SET PROBLEM 1
Answer the following questions using the Spark issue notice.
(a) What resolution is recorded for SPARK-19438?
(b) Which version of Spark is listed as affected?
(c) Who is named as the reporter of the issue?

Begin PROVIDED TEXT

You are viewing a plain text version of this content. The canonical link for it is here.
Posted to issues@spark.apache.org by "Sean Owen (JIRA)" <ji...@apache.org> on 2017/02/03 11:25:52 UTC

[jira] [Resolved] (SPARK-19438) executorDataMap should be guarded by CoarseGrainedSchedulerBackend.this.synchronized

     [ https://issues.apache.org/jira/browse/SPARK-19438?page=com.atlassian.jira.plugin.system.issuetabpanels:all-tabpanel ]

Sean Owen resolved SPARK-19438.
-------------------------------
    Resolution: Not A Problem

> executorDataMap should be guarded by CoarseGrainedSchedulerBackend.this.synchronized 
> -------------------------------------------------------------------------------------
>
>                 Key: SPARK-19438
>                 URL: https://issues.apache.org/jira/browse/SPARK-19438
>             Project: Spark
>          Issue Type: Bug
>          Components: Spark Core
>    Affects Versions: 2.1.0
>            Reporter: jin xing
>
> Currently when handle *RegisterExecutor* in *CoarseGrainedSchedulerBackend*, *executorDataMap* is guarded by *CoarseGrainedSchedulerBackend.this.synchronized* when updating, which can cause *numPendingExecutors* incorrect. 
> Code is like below:
> {code}
>         if (executorDataMap.contains(executorId)) {
>           executorRef.send(RegisterExecutorFailed("Duplicate executor ID: " + executorId))
>           context.reply(true)
>         } else {
>           ...

End PROVIDED TEXT
Begin EXERCISE INPUT

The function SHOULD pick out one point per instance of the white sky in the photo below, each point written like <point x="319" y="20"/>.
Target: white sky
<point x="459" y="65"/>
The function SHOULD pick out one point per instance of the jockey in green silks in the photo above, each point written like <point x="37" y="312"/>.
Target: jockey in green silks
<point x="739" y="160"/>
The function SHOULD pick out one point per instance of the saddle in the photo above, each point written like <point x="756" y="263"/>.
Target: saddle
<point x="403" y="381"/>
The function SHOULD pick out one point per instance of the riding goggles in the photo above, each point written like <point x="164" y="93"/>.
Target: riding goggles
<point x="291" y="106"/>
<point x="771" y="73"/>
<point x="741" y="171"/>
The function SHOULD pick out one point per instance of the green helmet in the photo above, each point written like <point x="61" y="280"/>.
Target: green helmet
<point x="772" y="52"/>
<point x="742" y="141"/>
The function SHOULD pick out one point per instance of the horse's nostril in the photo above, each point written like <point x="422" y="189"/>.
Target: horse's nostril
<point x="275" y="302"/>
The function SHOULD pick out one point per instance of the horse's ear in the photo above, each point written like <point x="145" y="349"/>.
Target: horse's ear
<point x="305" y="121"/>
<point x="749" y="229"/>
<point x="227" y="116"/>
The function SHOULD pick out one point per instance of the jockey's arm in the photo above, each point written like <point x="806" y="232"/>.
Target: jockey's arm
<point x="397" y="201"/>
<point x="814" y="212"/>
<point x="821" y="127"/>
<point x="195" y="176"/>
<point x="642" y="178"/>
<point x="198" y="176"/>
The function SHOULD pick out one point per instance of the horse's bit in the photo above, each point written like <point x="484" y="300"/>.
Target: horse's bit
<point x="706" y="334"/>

End EXERCISE INPUT

SET PROBLEM 2
Present as a numbered list every line of the records from the one containing "of the jockey's" through the end of the records, both ends included and blank lines omitted.

FULL RESPONSE 1
(a) Not A Problem
(b) 2.1.0
(c) jin xing

FULL RESPONSE 2
1. The function SHOULD pick out one point per instance of the jockey's arm in the photo above, each point written like <point x="806" y="232"/>.
2. Target: jockey's arm
3. <point x="397" y="201"/>
4. <point x="814" y="212"/>
5. <point x="821" y="127"/>
6. <point x="195" y="176"/>
7. <point x="642" y="178"/>
8. <point x="198" y="176"/>
9. The function SHOULD pick out one point per instance of the horse's bit in the photo above, each point written like <point x="484" y="300"/>.
10. Target: horse's bit
11. <point x="706" y="334"/>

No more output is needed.